Exercise brief
An exact copy of the lines from the one containing "Locate the granite" to the end of the records below is required, and nothing else.
Start of Block
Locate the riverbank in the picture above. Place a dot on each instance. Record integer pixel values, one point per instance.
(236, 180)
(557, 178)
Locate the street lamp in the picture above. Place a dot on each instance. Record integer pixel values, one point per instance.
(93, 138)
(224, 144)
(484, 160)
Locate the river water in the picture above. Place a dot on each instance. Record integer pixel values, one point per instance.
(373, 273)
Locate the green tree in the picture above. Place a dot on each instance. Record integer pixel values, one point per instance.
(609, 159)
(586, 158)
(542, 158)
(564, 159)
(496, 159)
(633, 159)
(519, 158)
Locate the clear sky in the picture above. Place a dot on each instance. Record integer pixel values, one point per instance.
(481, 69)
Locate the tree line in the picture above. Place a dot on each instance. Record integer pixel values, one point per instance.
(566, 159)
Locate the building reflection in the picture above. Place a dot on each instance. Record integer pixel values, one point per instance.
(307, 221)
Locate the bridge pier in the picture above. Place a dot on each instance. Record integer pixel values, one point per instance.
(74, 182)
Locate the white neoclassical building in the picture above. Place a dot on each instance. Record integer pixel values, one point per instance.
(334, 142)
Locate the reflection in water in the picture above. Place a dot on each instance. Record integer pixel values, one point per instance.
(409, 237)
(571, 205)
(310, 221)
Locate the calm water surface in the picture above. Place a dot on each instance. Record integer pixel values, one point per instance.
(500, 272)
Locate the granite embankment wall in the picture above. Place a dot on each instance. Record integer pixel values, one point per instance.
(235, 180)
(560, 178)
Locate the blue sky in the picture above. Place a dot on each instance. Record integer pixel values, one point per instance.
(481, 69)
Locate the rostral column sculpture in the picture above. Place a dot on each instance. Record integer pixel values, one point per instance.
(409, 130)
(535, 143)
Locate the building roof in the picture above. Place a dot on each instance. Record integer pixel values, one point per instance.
End of Block
Result
Locate the granite embankment wall in the picture above. Place a dot on each instance. Record integer pixel values, one point per instance.
(235, 180)
(560, 178)
Locate the blue sky in the picture above. Place a dot on each instance. Record integer pixel values, one point per instance.
(481, 69)
Locate the rostral column sculpture in the picture above. Place a dot on each instance. Record integer pixel values, one point per instance.
(409, 130)
(535, 143)
Locate the building roof in the picture above. Place a dot on each instance. Record integer pixel values, one point per instance.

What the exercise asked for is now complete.